━━ Entries provided ━━
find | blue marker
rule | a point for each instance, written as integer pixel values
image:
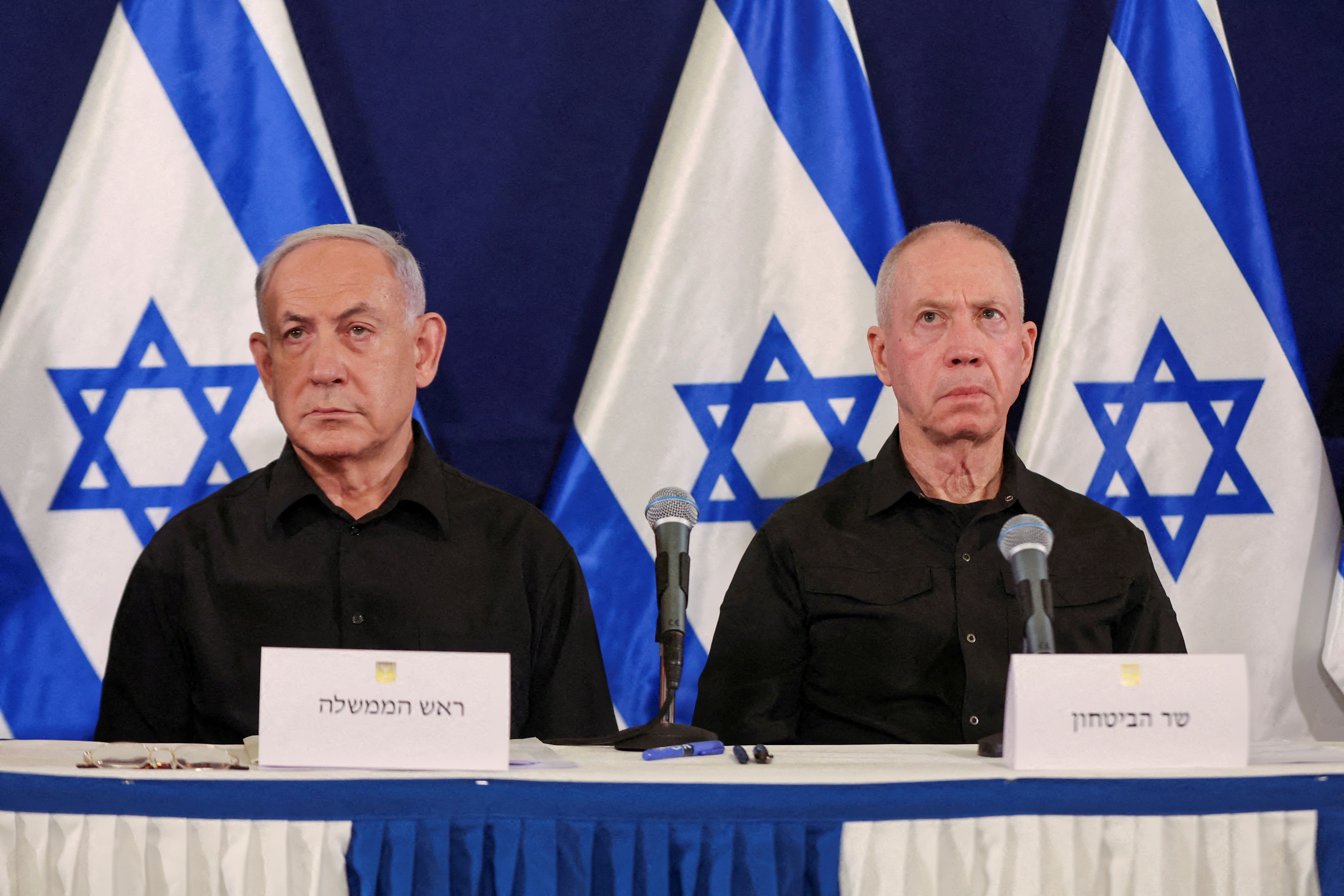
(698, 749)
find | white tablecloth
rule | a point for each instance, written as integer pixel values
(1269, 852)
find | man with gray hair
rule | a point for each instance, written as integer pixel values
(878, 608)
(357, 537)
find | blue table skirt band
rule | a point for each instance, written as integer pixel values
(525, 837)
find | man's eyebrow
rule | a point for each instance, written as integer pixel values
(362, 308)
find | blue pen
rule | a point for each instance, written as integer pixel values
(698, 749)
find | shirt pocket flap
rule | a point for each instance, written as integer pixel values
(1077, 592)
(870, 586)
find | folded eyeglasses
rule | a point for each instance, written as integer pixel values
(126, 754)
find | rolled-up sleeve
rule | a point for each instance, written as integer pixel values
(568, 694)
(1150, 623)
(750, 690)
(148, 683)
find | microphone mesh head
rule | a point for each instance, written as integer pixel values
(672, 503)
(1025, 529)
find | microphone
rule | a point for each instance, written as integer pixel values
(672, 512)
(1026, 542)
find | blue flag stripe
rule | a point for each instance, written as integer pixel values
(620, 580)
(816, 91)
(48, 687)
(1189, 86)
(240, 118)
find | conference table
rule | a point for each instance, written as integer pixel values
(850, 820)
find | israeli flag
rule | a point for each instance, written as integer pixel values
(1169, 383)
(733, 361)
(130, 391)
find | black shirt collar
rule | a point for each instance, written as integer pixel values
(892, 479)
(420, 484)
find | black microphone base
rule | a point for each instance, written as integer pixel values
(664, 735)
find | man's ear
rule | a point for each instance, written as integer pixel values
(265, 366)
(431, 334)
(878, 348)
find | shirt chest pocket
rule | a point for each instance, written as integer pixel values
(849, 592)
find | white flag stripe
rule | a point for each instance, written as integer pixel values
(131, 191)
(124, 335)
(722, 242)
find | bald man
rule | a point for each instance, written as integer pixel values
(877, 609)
━━━
━━ Entries provided ━━
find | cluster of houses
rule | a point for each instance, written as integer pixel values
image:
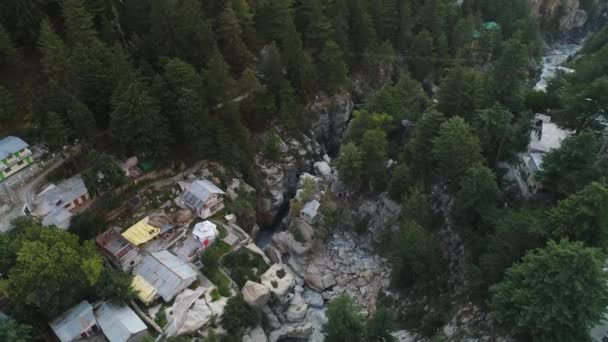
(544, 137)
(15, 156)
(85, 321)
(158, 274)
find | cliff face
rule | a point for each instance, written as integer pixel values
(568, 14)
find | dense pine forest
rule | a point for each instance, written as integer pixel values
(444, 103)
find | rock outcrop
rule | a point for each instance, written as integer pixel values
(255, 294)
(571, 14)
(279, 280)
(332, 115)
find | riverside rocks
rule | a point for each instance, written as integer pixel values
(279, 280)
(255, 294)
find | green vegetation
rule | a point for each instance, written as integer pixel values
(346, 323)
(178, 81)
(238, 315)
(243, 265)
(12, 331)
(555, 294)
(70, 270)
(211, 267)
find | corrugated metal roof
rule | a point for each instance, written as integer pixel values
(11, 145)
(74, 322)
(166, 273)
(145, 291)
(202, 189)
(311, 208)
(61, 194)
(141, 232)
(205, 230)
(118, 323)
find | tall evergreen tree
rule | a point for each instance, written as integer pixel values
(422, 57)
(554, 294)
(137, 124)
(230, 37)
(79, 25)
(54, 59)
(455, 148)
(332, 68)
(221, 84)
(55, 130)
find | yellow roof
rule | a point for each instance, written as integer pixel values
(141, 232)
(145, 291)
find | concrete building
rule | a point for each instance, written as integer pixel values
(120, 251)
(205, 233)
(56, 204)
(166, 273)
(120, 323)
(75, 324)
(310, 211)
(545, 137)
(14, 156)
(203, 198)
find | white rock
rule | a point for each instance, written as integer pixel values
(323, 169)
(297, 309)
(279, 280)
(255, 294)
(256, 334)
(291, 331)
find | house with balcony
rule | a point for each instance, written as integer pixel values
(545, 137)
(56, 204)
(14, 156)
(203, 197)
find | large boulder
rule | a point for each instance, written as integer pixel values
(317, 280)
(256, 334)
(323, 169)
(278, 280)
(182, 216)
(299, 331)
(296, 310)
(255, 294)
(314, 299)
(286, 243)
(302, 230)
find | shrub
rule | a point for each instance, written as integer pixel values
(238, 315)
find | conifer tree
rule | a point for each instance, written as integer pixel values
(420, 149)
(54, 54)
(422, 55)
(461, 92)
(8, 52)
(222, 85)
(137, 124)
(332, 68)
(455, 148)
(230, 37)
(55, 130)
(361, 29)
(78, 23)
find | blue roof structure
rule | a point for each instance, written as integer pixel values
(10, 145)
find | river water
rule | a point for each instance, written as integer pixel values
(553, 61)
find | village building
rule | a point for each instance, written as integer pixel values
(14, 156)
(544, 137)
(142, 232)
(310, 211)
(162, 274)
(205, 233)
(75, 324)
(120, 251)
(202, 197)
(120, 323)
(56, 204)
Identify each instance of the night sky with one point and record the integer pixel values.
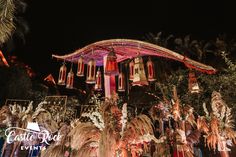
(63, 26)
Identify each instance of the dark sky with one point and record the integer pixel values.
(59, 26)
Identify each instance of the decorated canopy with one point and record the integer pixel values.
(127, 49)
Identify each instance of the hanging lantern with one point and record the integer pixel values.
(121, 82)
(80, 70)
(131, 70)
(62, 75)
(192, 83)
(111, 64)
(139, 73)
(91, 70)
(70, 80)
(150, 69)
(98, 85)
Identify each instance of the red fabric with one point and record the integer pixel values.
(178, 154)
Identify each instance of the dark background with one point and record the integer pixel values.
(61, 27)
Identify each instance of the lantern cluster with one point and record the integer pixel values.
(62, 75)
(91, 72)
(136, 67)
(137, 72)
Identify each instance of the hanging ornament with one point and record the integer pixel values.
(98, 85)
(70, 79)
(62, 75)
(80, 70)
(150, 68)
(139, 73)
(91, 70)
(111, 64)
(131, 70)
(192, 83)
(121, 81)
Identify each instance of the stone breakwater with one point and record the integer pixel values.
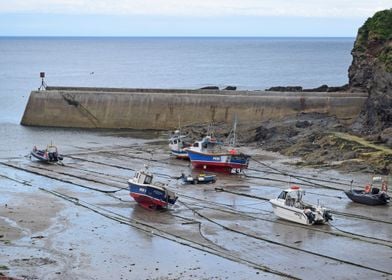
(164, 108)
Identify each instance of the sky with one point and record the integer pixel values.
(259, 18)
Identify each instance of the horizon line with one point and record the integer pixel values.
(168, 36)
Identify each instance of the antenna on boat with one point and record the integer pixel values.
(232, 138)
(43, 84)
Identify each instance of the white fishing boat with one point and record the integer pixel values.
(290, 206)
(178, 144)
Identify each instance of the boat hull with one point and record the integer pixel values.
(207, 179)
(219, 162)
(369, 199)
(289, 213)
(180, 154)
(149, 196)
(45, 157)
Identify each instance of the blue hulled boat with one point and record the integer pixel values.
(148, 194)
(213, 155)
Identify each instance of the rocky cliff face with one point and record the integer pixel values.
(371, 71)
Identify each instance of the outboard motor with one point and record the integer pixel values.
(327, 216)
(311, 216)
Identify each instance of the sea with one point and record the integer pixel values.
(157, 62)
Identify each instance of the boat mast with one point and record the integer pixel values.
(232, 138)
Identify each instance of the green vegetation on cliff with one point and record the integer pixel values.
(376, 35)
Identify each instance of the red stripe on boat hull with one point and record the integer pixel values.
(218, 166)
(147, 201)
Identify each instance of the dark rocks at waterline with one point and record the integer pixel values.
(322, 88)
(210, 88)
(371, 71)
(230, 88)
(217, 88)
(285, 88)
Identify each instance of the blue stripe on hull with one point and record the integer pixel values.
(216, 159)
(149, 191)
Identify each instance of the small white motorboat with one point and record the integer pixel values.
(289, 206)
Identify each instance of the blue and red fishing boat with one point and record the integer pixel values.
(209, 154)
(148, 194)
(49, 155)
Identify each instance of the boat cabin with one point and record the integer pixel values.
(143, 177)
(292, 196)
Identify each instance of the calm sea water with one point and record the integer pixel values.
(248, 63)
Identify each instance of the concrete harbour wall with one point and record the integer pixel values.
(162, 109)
━━━
━━ Entries provided ━━
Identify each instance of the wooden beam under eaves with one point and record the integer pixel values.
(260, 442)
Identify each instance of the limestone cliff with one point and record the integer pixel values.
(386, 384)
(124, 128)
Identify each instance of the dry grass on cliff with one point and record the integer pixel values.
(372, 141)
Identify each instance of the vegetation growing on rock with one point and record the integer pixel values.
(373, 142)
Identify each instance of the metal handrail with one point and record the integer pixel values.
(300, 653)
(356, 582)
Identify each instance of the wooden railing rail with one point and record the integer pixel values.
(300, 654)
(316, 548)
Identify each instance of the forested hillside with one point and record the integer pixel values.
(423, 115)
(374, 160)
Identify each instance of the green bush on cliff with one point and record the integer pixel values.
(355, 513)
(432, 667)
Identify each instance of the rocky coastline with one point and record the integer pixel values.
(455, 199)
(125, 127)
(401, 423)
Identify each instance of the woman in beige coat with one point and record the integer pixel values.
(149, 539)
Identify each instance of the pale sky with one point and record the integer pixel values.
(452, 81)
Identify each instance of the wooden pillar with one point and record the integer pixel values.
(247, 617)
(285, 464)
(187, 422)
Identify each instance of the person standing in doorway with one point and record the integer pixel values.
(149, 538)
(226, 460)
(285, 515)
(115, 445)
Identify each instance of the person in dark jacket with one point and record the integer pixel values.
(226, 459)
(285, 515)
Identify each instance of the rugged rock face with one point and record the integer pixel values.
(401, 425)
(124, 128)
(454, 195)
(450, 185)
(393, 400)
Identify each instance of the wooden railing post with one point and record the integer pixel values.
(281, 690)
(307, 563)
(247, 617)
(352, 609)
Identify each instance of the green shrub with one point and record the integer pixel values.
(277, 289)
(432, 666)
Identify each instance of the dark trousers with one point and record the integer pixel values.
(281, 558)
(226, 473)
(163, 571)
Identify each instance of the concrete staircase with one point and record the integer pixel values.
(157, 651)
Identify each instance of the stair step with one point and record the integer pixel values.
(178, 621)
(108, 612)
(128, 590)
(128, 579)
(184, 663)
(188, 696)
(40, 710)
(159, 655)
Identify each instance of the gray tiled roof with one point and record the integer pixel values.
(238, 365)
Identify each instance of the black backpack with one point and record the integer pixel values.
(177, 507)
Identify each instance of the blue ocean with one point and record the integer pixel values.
━━━
Search the records above for the string "tree". Report each line that has it.

- Answer section:
find | tall evergreen tree
find | conifer tree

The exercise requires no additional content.